■ TASK STATEMENT
Set down, word for word, everything in the postcolonial literature passage from "Postcolonial literature is" down to "and injustices imaginable.".

■ PROVIDED TEXT
Postcolonial literature refers to writing from regions of the world that were once colonies of European powers. The term refers to a very broad swath of writing in many languages, but the emphasis in this class (in an English department) is on writing in English. The writers in this course come from quite different backgrounds, including Africa, South Asia, and the Caribbean, but they struggle with some similar issues, chief among them being the legacy of colonialism – of European dominance.
Postcolonial literature is of particular importance partly because much of it is stylistically original and different from earlier European literature, (one thinks of the number of postcolonial writers who have received prestigious literary prizes in recent years). But postcolonial writing is also important because the texts – as literature – have the potential provide perspectives on the world that are unavailable from textbooks and the newsmedia. The best postcolonial literature aims to tell good, entertaining stories while seriously attempting to represent some of the most troubling conflicts and injustices imaginable.

■ DATA SHOWN
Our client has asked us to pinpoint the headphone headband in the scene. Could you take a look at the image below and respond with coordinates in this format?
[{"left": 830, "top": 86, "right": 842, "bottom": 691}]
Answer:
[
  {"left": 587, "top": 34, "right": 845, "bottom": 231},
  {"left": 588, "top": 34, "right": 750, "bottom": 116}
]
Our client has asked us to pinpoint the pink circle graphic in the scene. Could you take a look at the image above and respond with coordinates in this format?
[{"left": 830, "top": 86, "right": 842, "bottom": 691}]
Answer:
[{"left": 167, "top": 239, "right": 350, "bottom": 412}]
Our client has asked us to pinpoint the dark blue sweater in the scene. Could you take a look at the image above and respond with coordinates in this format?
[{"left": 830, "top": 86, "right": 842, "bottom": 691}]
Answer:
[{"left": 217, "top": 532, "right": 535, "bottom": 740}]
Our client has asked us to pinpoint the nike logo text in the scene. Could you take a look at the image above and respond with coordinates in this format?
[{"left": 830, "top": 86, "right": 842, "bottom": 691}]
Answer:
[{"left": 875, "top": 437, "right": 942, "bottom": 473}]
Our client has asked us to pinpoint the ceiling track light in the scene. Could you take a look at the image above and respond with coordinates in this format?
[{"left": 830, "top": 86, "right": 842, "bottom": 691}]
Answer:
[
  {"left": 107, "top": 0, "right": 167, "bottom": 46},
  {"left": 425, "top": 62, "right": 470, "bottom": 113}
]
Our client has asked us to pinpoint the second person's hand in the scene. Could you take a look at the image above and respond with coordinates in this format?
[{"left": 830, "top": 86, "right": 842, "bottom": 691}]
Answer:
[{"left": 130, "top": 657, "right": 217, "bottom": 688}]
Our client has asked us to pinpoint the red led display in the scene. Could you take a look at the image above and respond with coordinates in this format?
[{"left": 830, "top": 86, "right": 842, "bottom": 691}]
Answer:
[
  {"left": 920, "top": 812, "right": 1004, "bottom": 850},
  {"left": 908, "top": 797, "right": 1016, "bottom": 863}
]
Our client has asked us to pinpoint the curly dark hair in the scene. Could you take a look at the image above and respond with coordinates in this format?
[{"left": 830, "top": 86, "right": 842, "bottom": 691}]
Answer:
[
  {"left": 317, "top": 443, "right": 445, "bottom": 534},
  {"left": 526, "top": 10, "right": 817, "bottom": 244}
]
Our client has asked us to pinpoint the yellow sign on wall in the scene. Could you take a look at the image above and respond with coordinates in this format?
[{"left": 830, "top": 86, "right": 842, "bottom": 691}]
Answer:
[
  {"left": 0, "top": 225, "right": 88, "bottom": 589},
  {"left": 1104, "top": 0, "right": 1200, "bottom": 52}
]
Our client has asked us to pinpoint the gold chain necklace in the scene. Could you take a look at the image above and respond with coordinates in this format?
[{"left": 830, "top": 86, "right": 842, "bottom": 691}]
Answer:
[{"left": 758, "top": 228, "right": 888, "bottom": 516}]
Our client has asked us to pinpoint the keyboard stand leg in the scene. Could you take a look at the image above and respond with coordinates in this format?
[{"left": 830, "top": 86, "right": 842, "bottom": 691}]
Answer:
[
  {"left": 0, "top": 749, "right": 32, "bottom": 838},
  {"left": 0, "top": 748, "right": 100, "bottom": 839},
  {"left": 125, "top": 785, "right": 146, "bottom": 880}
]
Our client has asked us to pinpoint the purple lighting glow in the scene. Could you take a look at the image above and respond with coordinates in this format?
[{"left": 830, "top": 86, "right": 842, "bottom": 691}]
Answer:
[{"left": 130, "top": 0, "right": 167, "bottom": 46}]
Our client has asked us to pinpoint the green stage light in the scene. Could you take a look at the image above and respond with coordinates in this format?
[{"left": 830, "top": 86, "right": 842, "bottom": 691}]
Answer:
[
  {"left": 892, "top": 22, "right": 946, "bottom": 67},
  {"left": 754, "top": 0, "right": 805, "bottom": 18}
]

■ WORKED ANSWER
Postcolonial literature is of particular importance partly because much of it is stylistically original and different from earlier European literature, (one thinks of the number of postcolonial writers who have received prestigious literary prizes in recent years). But postcolonial writing is also important because the texts – as literature – have the potential provide perspectives on the world that are unavailable from textbooks and the newsmedia. The best postcolonial literature aims to tell good, entertaining stories while seriously attempting to represent some of the most troubling conflicts and injustices imaginable.